Stored data entries

============

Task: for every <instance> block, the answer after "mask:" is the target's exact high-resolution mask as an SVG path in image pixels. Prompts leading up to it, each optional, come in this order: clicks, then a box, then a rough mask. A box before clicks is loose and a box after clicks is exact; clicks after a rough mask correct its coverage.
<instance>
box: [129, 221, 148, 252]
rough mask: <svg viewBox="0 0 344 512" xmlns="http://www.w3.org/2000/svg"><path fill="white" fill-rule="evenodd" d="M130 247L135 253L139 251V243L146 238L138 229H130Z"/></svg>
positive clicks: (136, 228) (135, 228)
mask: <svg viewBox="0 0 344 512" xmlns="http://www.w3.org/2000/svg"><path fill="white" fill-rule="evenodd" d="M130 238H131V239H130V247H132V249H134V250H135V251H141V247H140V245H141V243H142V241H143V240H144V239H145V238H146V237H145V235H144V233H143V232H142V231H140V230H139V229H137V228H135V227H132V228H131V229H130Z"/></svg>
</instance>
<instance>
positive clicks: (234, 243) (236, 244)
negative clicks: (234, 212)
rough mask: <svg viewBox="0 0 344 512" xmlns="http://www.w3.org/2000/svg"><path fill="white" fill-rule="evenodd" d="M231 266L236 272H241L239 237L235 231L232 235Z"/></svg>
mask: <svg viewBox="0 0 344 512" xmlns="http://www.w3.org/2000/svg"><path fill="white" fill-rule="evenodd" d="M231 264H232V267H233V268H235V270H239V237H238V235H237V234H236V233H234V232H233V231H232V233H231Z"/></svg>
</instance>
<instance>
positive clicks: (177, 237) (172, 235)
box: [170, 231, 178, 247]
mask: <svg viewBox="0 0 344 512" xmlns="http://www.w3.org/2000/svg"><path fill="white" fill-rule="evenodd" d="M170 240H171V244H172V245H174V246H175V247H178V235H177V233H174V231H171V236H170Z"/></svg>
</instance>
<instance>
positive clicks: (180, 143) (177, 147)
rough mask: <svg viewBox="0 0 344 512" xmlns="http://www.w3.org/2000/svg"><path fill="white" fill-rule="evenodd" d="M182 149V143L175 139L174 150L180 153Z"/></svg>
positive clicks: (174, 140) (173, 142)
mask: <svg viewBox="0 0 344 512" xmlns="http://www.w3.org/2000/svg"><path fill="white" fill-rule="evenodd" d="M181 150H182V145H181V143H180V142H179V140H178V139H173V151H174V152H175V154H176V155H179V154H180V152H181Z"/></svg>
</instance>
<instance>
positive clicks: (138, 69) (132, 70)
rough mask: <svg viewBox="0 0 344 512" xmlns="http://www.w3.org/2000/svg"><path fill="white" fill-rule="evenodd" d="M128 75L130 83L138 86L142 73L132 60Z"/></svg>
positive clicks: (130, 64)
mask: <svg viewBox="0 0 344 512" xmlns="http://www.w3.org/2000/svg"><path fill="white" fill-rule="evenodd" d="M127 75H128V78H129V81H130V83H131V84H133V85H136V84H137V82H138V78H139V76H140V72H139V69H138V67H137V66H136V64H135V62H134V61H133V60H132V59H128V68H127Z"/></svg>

============

• **Work request**:
Copy the entries above word for word, starting with their first line and going on through the line with "box: [129, 221, 148, 252]", including that line.

• **Result of this task**:
Task: for every <instance> block, the answer after "mask:" is the target's exact high-resolution mask as an SVG path in image pixels. Prompts leading up to it, each optional, come in this order: clicks, then a box, then a rough mask. A box before clicks is loose and a box after clicks is exact; clicks after a rough mask correct its coverage.
<instance>
box: [129, 221, 148, 252]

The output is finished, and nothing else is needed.